+++ Exercise material

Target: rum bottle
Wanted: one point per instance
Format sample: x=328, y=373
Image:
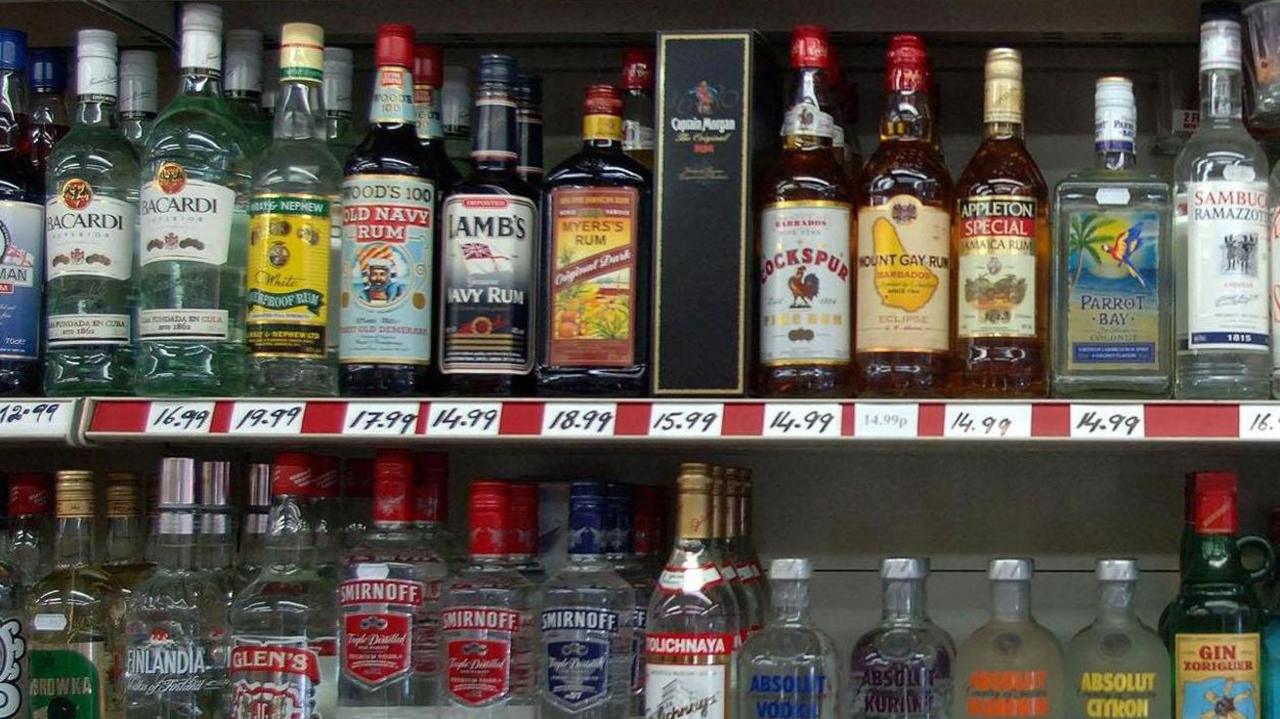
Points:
x=805, y=242
x=904, y=246
x=1000, y=251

++++++

# [Exercise prompt]
When you set down the material above, keep every word exact and include no pictures.

# [Exercise response]
Target: rum bottle
Wanted: one point per instance
Format sample: x=328, y=373
Image:
Points:
x=805, y=242
x=904, y=246
x=1000, y=251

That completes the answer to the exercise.